### RECORDED INFORMATION
:::

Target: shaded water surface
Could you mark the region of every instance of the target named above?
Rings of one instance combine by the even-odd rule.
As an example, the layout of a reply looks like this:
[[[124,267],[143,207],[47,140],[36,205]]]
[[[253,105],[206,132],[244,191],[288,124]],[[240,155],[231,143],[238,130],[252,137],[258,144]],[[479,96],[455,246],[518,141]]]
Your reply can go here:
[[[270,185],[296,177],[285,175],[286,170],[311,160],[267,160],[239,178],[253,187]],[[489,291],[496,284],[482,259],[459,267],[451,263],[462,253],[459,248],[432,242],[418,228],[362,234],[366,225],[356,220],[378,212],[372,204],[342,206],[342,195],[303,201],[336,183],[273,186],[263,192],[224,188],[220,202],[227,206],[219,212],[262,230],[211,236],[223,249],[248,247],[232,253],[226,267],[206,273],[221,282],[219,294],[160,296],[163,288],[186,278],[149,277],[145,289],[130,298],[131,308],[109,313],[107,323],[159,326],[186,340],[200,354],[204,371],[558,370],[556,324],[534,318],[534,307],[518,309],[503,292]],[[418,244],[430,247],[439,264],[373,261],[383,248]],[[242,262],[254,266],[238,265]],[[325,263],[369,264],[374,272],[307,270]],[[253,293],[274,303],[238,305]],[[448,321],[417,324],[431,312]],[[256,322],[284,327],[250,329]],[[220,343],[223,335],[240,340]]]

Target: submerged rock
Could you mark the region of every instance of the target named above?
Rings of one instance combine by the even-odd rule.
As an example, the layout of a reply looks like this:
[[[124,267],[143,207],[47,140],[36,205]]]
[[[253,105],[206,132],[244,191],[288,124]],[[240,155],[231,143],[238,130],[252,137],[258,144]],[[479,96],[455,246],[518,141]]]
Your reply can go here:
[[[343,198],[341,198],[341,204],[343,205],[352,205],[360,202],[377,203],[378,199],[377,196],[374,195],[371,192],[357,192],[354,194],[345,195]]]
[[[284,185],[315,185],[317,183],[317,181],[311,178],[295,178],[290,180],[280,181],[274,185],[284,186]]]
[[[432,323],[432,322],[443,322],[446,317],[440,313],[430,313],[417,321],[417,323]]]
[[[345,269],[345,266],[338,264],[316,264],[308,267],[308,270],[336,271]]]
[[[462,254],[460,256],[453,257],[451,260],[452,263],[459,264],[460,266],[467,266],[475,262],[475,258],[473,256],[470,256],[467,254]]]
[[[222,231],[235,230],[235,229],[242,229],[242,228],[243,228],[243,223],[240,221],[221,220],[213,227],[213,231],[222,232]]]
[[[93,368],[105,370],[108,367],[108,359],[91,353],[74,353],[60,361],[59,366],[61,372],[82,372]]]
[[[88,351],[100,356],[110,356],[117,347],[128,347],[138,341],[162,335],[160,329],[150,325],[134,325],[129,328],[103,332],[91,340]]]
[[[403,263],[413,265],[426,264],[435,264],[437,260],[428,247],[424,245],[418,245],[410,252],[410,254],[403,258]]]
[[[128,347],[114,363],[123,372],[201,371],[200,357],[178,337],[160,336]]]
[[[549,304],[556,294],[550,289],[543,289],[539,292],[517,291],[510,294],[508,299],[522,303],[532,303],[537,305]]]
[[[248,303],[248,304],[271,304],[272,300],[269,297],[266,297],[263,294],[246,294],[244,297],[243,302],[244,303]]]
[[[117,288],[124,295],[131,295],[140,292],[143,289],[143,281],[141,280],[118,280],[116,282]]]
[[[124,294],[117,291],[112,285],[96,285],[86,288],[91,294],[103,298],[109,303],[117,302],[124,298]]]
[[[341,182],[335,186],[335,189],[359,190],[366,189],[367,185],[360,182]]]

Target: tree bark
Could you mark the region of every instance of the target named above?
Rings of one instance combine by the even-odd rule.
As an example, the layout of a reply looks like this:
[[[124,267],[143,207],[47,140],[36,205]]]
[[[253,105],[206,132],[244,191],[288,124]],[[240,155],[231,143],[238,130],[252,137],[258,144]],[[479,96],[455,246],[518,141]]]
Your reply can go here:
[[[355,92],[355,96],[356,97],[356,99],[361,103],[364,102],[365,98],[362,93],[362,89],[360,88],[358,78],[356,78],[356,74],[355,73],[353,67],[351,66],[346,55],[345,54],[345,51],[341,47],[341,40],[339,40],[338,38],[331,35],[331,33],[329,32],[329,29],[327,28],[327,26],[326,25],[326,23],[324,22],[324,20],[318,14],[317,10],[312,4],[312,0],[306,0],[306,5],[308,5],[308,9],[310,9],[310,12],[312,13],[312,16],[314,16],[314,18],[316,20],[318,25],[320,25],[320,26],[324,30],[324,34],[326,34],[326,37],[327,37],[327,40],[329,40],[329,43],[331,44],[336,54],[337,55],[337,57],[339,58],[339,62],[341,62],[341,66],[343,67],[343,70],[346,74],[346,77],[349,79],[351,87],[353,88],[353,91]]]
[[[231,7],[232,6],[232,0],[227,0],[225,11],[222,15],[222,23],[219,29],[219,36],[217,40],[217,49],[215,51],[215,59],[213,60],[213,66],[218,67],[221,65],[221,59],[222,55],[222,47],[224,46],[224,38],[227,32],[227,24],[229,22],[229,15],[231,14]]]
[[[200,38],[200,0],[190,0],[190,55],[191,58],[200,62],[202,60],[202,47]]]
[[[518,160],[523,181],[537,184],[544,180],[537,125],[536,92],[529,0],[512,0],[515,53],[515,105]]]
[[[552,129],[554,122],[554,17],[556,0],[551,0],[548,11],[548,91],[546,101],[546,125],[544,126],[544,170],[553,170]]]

:::

### PROBLEM TO SOLVE
Rewrite every line of the items above as a numbered list, leaving out the blank lines.

### FULL RESPONSE
1. Target: shaded water surface
2. Could you mark the region of every instance of the target named above?
3. Rings of one instance combine by the even-odd rule.
4. As an example, the layout of a reply looks like this:
5. [[[124,267],[143,207],[47,140],[36,205]]]
6. [[[253,105],[206,132],[244,191],[288,124]],[[240,155],[231,143],[238,130],[252,137],[258,144]],[[479,96],[455,246],[518,141]]]
7. Your reply can go here:
8. [[[270,185],[296,177],[285,175],[286,170],[311,160],[267,160],[239,178],[253,187]],[[489,291],[496,284],[482,259],[459,267],[451,263],[462,253],[459,248],[432,242],[418,228],[362,234],[366,225],[356,220],[378,212],[372,204],[342,206],[342,195],[303,201],[336,183],[273,186],[263,192],[224,188],[220,202],[227,206],[219,212],[262,230],[211,236],[223,249],[248,247],[232,253],[226,267],[206,273],[221,282],[219,294],[160,296],[163,288],[186,278],[149,277],[145,289],[130,298],[131,308],[109,313],[107,323],[159,326],[186,340],[200,354],[204,371],[558,370],[556,324],[534,318],[534,307],[518,309],[503,292]],[[418,244],[430,247],[439,264],[373,261],[383,248]],[[242,262],[254,266],[238,265]],[[325,263],[369,264],[374,272],[307,270]],[[253,293],[274,303],[238,305]],[[448,321],[417,324],[431,312]],[[256,322],[284,327],[250,329]],[[220,343],[223,335],[240,340]]]
9. Target: submerged rock
10. Could you mark the region of every instance of the target named above?
11. Rings of one instance combine by the even-odd rule.
12. As an example, the layout of a reply looks like this:
13. [[[124,267],[143,207],[47,140],[36,205]]]
14. [[[253,105],[206,132],[244,191],[288,124]],[[240,155],[231,143],[238,130],[252,137],[258,144]],[[479,96],[455,246],[518,141]]]
15. Your reply can go here:
16. [[[343,198],[341,198],[341,204],[343,205],[352,205],[360,202],[377,203],[378,199],[377,196],[374,195],[371,192],[357,192],[354,194],[345,195]]]
17. [[[284,185],[315,185],[317,183],[317,181],[311,178],[295,178],[290,180],[280,181],[274,185],[284,186]]]
18. [[[432,323],[432,322],[443,322],[446,317],[440,313],[430,313],[417,321],[417,323]]]
19. [[[345,269],[345,266],[338,264],[316,264],[308,267],[308,270],[336,271]]]
20. [[[462,254],[460,256],[453,257],[451,260],[452,263],[459,264],[460,266],[467,266],[475,262],[475,258],[473,256],[470,256],[467,254]]]
21. [[[222,231],[235,230],[235,229],[242,229],[242,228],[243,228],[243,223],[240,221],[221,220],[213,227],[213,231],[222,232]]]
22. [[[93,368],[105,370],[108,367],[108,359],[91,353],[74,353],[60,361],[59,366],[61,372],[82,372]]]
23. [[[88,351],[100,356],[110,356],[117,347],[128,347],[138,341],[162,335],[160,329],[150,325],[134,325],[129,328],[103,332],[91,340]]]
24. [[[403,263],[413,265],[426,264],[435,264],[437,260],[428,247],[424,245],[418,245],[410,252],[410,254],[403,258]]]
25. [[[128,347],[114,363],[123,372],[201,371],[200,357],[178,337],[160,336]]]
26. [[[549,304],[556,294],[550,289],[543,289],[539,292],[517,291],[510,294],[508,299],[522,303],[532,303],[537,305]]]
27. [[[248,303],[248,304],[271,304],[272,300],[269,297],[266,297],[263,294],[246,294],[244,297],[243,302],[244,303]]]
28. [[[117,288],[124,295],[131,295],[140,292],[143,289],[143,281],[141,280],[118,280],[116,282]]]
29. [[[124,294],[117,291],[112,285],[96,285],[86,288],[91,294],[103,298],[109,303],[117,302],[124,298]]]
30. [[[341,182],[335,186],[335,189],[359,190],[366,189],[367,185],[360,182]]]
31. Target: tree bark
32. Could you mark the region of every instance of the target named above?
33. Rings of one instance combine by the even-odd rule.
34. As an example, the layout of a reply looks like this:
35. [[[124,267],[143,207],[47,140],[36,205]]]
36. [[[253,105],[206,132],[244,191],[288,124]],[[240,155],[231,143],[238,130],[252,137],[258,144]],[[479,96],[455,246],[518,141]]]
37. Your reply can go here:
38. [[[355,92],[355,96],[356,97],[356,99],[361,103],[364,102],[365,98],[362,93],[362,89],[360,88],[358,78],[356,78],[356,74],[355,73],[353,67],[351,66],[346,55],[345,54],[345,51],[341,47],[341,40],[339,40],[338,38],[331,35],[331,33],[329,32],[329,29],[327,28],[327,26],[326,25],[326,23],[324,22],[324,20],[318,14],[317,10],[312,4],[312,0],[306,0],[306,5],[308,5],[308,9],[310,9],[310,12],[312,13],[312,16],[314,16],[314,18],[316,20],[318,25],[320,25],[320,26],[324,30],[324,34],[326,34],[326,37],[327,37],[327,40],[329,40],[329,43],[331,44],[336,54],[337,55],[337,57],[339,58],[339,62],[341,62],[341,66],[343,67],[343,70],[346,74],[346,77],[349,79],[351,87],[353,88],[353,91]]]
39. [[[231,7],[232,6],[232,0],[227,0],[225,11],[222,15],[222,23],[219,29],[219,36],[217,40],[217,49],[215,51],[215,59],[213,60],[213,66],[218,67],[221,65],[221,59],[222,55],[222,47],[224,46],[224,38],[227,32],[227,24],[229,22],[229,15],[231,14]]]
40. [[[200,38],[200,0],[190,0],[190,55],[191,58],[200,62],[202,60],[202,47]]]
41. [[[518,160],[523,181],[537,184],[544,180],[537,125],[536,92],[529,0],[512,0],[515,53],[515,105]]]
42. [[[552,129],[554,122],[554,17],[556,0],[551,0],[548,11],[548,91],[546,101],[546,125],[544,126],[544,170],[553,170]]]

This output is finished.